Source records:
◇ ◇ ◇ ◇
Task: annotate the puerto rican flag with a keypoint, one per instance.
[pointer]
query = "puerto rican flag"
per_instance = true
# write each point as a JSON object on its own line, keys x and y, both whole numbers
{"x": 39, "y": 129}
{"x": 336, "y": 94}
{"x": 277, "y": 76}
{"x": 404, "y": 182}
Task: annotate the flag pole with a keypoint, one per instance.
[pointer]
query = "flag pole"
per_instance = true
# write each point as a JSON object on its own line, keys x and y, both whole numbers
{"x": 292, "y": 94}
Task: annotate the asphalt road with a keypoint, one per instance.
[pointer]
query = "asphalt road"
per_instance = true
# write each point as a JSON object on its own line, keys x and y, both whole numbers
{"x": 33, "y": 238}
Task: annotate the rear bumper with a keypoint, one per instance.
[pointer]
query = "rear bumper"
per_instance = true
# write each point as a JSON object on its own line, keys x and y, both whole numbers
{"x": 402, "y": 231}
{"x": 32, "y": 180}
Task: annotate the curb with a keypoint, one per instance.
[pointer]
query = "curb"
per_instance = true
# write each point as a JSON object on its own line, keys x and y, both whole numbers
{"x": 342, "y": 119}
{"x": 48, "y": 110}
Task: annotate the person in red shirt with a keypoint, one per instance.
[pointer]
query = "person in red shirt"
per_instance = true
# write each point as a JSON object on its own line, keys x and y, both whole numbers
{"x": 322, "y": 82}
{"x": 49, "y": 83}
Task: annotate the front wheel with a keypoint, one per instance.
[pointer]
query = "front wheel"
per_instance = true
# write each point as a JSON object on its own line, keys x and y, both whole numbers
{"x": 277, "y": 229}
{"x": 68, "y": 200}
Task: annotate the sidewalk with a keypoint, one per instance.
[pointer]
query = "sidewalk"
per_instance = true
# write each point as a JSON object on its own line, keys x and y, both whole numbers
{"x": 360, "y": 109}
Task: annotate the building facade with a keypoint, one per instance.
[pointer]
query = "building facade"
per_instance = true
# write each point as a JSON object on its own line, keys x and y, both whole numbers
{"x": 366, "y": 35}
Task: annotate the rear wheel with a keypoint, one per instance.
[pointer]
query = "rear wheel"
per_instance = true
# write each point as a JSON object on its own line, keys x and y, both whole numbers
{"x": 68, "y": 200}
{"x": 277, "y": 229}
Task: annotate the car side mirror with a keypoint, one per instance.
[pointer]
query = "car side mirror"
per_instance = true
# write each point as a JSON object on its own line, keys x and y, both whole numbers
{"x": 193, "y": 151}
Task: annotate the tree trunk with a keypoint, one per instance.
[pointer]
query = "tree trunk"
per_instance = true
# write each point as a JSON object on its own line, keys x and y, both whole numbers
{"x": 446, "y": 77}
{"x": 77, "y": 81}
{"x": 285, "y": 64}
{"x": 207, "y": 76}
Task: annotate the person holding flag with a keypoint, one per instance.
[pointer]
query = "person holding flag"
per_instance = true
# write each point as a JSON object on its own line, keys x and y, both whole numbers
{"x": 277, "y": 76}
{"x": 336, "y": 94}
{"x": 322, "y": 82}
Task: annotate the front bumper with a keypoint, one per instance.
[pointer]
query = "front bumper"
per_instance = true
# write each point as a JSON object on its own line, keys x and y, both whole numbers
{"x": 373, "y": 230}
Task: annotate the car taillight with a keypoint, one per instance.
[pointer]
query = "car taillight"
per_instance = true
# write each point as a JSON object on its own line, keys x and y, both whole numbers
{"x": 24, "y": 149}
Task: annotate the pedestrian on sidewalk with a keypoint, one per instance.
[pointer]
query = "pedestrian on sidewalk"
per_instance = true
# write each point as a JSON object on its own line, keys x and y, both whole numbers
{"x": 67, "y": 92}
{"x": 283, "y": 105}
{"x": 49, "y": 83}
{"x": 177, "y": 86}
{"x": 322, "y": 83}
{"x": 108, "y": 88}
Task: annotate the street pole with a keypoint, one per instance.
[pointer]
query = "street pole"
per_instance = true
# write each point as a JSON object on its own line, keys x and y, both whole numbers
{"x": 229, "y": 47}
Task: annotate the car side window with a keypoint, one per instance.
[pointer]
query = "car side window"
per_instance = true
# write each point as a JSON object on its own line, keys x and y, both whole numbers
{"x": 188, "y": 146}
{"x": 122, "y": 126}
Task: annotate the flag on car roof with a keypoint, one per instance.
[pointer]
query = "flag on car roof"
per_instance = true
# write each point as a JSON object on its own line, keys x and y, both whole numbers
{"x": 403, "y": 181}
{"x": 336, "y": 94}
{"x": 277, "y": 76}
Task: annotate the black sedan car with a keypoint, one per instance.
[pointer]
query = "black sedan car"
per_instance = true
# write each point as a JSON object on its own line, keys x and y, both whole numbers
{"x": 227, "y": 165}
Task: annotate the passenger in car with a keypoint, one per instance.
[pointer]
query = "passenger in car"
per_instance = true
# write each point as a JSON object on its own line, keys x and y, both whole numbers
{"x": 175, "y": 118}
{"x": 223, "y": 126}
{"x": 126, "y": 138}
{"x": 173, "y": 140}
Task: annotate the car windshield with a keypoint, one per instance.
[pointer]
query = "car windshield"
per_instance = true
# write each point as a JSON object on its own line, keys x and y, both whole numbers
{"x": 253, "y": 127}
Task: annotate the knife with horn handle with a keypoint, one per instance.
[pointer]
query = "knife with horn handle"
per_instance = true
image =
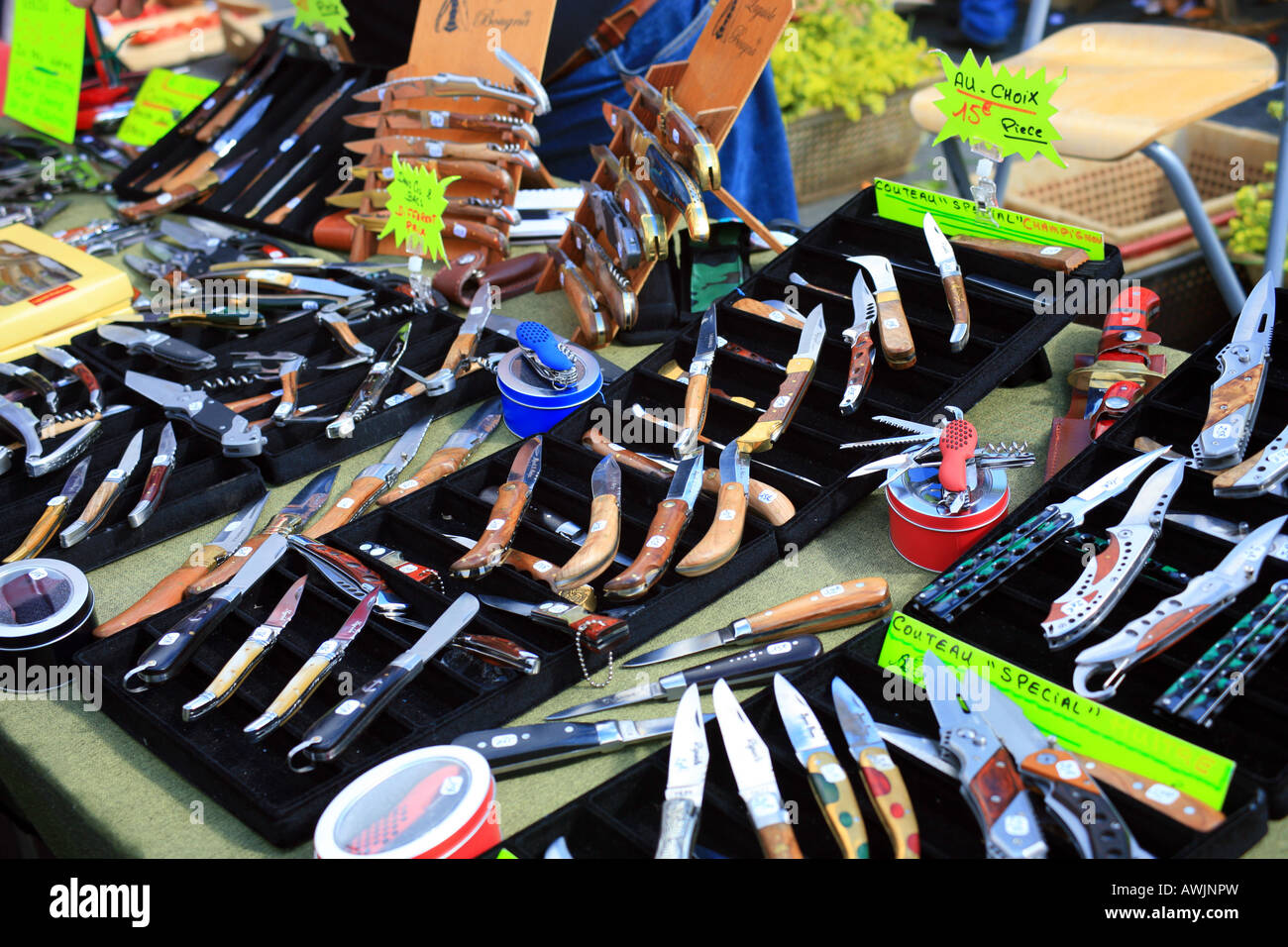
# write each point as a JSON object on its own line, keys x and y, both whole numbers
{"x": 513, "y": 499}
{"x": 636, "y": 205}
{"x": 664, "y": 534}
{"x": 844, "y": 604}
{"x": 248, "y": 656}
{"x": 603, "y": 535}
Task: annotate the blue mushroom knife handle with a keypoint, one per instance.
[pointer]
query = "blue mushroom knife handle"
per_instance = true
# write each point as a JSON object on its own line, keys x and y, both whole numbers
{"x": 975, "y": 575}
{"x": 170, "y": 654}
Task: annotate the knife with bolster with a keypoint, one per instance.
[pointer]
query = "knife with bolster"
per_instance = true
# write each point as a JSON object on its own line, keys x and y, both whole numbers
{"x": 1176, "y": 616}
{"x": 745, "y": 668}
{"x": 897, "y": 343}
{"x": 248, "y": 656}
{"x": 291, "y": 518}
{"x": 721, "y": 540}
{"x": 1236, "y": 393}
{"x": 452, "y": 455}
{"x": 107, "y": 493}
{"x": 827, "y": 779}
{"x": 951, "y": 274}
{"x": 168, "y": 591}
{"x": 511, "y": 501}
{"x": 335, "y": 731}
{"x": 170, "y": 654}
{"x": 686, "y": 779}
{"x": 372, "y": 480}
{"x": 881, "y": 777}
{"x": 603, "y": 535}
{"x": 664, "y": 534}
{"x": 752, "y": 771}
{"x": 854, "y": 602}
{"x": 1107, "y": 577}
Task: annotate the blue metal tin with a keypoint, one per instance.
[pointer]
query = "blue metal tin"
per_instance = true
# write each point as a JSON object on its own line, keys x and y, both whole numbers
{"x": 531, "y": 406}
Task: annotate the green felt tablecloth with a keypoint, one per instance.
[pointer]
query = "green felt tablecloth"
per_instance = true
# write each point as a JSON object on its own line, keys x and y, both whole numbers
{"x": 89, "y": 789}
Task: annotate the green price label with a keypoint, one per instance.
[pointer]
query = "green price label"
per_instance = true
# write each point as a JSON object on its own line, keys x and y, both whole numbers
{"x": 162, "y": 101}
{"x": 330, "y": 13}
{"x": 1082, "y": 725}
{"x": 416, "y": 205}
{"x": 1008, "y": 110}
{"x": 46, "y": 65}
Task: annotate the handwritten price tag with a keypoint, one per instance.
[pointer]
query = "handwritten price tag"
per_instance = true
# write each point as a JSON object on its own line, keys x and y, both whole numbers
{"x": 416, "y": 205}
{"x": 46, "y": 65}
{"x": 1004, "y": 108}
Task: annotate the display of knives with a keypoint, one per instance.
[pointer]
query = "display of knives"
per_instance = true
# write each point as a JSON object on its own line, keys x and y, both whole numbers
{"x": 722, "y": 538}
{"x": 170, "y": 654}
{"x": 1108, "y": 575}
{"x": 206, "y": 415}
{"x": 881, "y": 777}
{"x": 168, "y": 591}
{"x": 54, "y": 514}
{"x": 366, "y": 398}
{"x": 511, "y": 501}
{"x": 601, "y": 538}
{"x": 752, "y": 771}
{"x": 1235, "y": 395}
{"x": 800, "y": 371}
{"x": 977, "y": 574}
{"x": 745, "y": 668}
{"x": 1176, "y": 616}
{"x": 248, "y": 656}
{"x": 897, "y": 344}
{"x": 686, "y": 779}
{"x": 827, "y": 779}
{"x": 844, "y": 604}
{"x": 452, "y": 455}
{"x": 159, "y": 474}
{"x": 107, "y": 493}
{"x": 159, "y": 346}
{"x": 951, "y": 274}
{"x": 336, "y": 729}
{"x": 372, "y": 480}
{"x": 513, "y": 749}
{"x": 291, "y": 518}
{"x": 662, "y": 535}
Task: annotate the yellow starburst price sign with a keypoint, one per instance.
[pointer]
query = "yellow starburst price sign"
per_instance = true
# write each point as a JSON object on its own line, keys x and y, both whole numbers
{"x": 1008, "y": 110}
{"x": 416, "y": 205}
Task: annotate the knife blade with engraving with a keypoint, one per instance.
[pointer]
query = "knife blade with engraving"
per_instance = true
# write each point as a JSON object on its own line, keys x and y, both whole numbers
{"x": 335, "y": 731}
{"x": 513, "y": 499}
{"x": 745, "y": 668}
{"x": 1108, "y": 575}
{"x": 248, "y": 656}
{"x": 1176, "y": 616}
{"x": 881, "y": 777}
{"x": 827, "y": 779}
{"x": 159, "y": 474}
{"x": 55, "y": 512}
{"x": 951, "y": 274}
{"x": 844, "y": 604}
{"x": 1235, "y": 395}
{"x": 170, "y": 654}
{"x": 754, "y": 772}
{"x": 102, "y": 500}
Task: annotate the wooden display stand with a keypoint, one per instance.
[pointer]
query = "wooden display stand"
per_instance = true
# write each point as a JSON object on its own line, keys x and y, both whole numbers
{"x": 711, "y": 86}
{"x": 460, "y": 38}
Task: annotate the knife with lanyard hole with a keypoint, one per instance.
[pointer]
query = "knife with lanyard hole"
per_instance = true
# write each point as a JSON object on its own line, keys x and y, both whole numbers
{"x": 1176, "y": 616}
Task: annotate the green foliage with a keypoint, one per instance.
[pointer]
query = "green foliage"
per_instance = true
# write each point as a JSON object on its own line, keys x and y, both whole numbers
{"x": 846, "y": 54}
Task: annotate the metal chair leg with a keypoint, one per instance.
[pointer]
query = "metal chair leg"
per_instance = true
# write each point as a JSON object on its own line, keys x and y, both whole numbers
{"x": 1223, "y": 270}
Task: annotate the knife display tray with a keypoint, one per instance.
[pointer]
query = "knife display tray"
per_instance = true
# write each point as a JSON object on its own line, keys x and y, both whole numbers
{"x": 296, "y": 85}
{"x": 621, "y": 817}
{"x": 204, "y": 484}
{"x": 1250, "y": 728}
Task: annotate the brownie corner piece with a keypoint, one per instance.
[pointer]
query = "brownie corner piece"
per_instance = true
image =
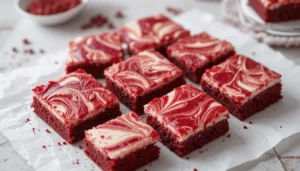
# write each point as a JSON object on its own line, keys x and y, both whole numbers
{"x": 73, "y": 104}
{"x": 187, "y": 119}
{"x": 142, "y": 77}
{"x": 110, "y": 149}
{"x": 243, "y": 86}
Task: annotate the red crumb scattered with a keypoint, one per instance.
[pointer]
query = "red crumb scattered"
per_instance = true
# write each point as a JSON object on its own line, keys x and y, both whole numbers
{"x": 119, "y": 14}
{"x": 14, "y": 49}
{"x": 26, "y": 41}
{"x": 111, "y": 26}
{"x": 97, "y": 21}
{"x": 49, "y": 7}
{"x": 27, "y": 120}
{"x": 174, "y": 10}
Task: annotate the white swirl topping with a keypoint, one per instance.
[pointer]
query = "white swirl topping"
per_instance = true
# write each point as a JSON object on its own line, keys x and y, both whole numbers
{"x": 121, "y": 136}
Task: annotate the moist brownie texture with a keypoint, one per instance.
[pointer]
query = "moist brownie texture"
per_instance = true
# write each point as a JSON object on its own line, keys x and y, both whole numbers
{"x": 195, "y": 54}
{"x": 187, "y": 119}
{"x": 139, "y": 79}
{"x": 242, "y": 85}
{"x": 125, "y": 143}
{"x": 73, "y": 104}
{"x": 94, "y": 53}
{"x": 156, "y": 31}
{"x": 276, "y": 10}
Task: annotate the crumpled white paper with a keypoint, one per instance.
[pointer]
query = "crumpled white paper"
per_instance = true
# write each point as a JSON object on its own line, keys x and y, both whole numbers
{"x": 267, "y": 129}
◇ ◇ ◇ ◇
Give again the lines from the line holding "Task: annotate the crumpled" through the close of the listing, both included, exactly as written and with nothing else.

**RESPONSE TO THIS TASK**
Task: annotate the crumpled white paper with a keypoint, one per instance.
[pointer]
query = "crumpled white paper"
per_instance = true
# write each point as a JSON object on its own line, keys x and y, both whole numbers
{"x": 267, "y": 129}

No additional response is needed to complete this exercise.